PROVIDED PASSAGE
--- --- ---

[LLVMdev] ScheduleDAGInstrs/R600 test potential issue with implicit defs

Tue Feb 25 10:28:29 PST 2014

I should probably mention that with those two patches all the LLVM tests 
are successful now for me, but it might be a good idea to adapt the 
patch to check if the removed operands are actually super-registers, in 
case the R600 backend uses implicit registers for other purposes as well.

Kind regards,
  Stefan

On 2014-02-25 19:22, Stefan Hepp wrote:
> Hi Tom,
>
> Thanks a lot for your explanations, now it makes a lot more sense ;)
>
> I had a slightly closer look at the R600 packetizer, and the issue is
> that the third LSHL instruction has both an implicit use and
> *afterwards* an implicit def of T1_XYZW. The latter def causes the
> current ScheduleDAGInstrs implementation to ignore the implicit use,
> thus the ScheduleDAG only contains an anti-dependency from the second to
> the third LSHL and the packetizer can bundle the instructions.
>
> If the order of the implicit-defs and implicit-use would be different
> (e.g., like TableGen adds them), or if I apply my patch so that the
> implicit-use is not ignored, there is a true dependency edge between
> those two instructions, preventing bundling.
>
> Removing only the implicit-defs alone has no effect in this example, as
> then the implicit-use of T1_XYZW is then no longer removed and a true
> dependency to the def of T1_W is added. Removing all implicit operands
> however solves that (see attached patch/hack).
>
> I would argue that the behaviour of ScheduleDAGInstrs::buildSchedGraph
> for implicit operands is not correct, simply because changing the order
> of the operands would already prevent the R600 packetizer from bundling
> in this example.
>
> Cheers,
>   Stefan
>
> On 2014-02-25 17:35, Tom Stellard wrote:
>> On Tue, Feb 25, 2014 at 04:38:46PM +0100, Stefan Hepp wrote:
>>> Hello,
>>>
>>> The ScheduleDAGInstrs::buildSchedGraph() function creates def/uses
>>> lists by iterating over all instruction operands and calls
>>> addPhysRegDeps() if used post-RA (line ~770 ff.). If an operand is a
>>> def, the uses of that registers are cleared
>>> (ScheduleDAGInstrs.cpp:333:  Uses.eraseAll(Reg); ).

--- --- ---

LISTED ENTRIES
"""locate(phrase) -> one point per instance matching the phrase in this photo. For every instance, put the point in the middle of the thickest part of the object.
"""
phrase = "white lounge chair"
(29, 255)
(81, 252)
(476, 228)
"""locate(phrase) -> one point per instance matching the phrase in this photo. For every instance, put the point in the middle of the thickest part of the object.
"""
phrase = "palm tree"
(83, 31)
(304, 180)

--- --- ---

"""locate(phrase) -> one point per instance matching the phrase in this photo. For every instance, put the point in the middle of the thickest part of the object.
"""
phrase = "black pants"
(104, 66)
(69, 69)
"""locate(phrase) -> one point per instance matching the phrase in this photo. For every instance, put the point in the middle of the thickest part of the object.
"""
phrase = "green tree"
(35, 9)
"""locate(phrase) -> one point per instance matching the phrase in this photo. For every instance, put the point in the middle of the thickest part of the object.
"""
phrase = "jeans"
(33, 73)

--- --- ---

GIVEN EXERCISE
Please pick up the LLVMdev mailing-list thread on ScheduleDAGInstrs and implicit defs from the point where it stops above.

RESULT FOR THIS TASK
>>>
>>> As a consequence, if an instruction has an explicit use of a register
>>> and an implicit def of the same register, the implicit def causes the
>>> use to be removed. In our case this leads to missing scheduling
>>> dependencies for indirect calls where a return register is used as
>>> operand of the indirect call. Therefore I patched the
>>> buildSchedGraph() function to iterate over all defs first, then over
>>> all uses in a second iteration (maybe not the most efficient
>>> solution, but it solves the issue).
>>> I am attaching the corresponding patch.
>>>
>>> However, while upgrading our code to LLVM 3.4, I found that the
>>> test/CodeGen/R600/store.ll test fails for -mcpu=redwood due to this
>>> change. The difference is in the following line in @store_i8: With my
>>> patch applied I get:
>>>
>>>      LSHL                  * T0.W, PV.W, literal.x,
>>>    3(4.203895e-45), 0(0.000000e+00)
>>>      LSHL                  * T1.X, T1.W, PV.W,
>>>      LSHL                  * T1.W, literal.x, T0.W,
>>>    255(3.573311e-43), 0(0.000000e+00)
>>>
>>> versus the orginal output of LLVM 3.4:
>>>
>>>      LSHL                  * T0.W, PV.W, literal.x,
>>>    3(4.203895e-45), 0(0.000000e+00)
>>>      LSHL                    T1.X, T1.W, PV.W,
>>>      LSHL                  * T1.W, literal.x, PV.W,
>>>    255(3.573311e-43), 0(0.000000e+00)
>>>
>>> The difference is the '*' in the second LSHL and the T0.W versus PV.W
>>> in the third LSHL.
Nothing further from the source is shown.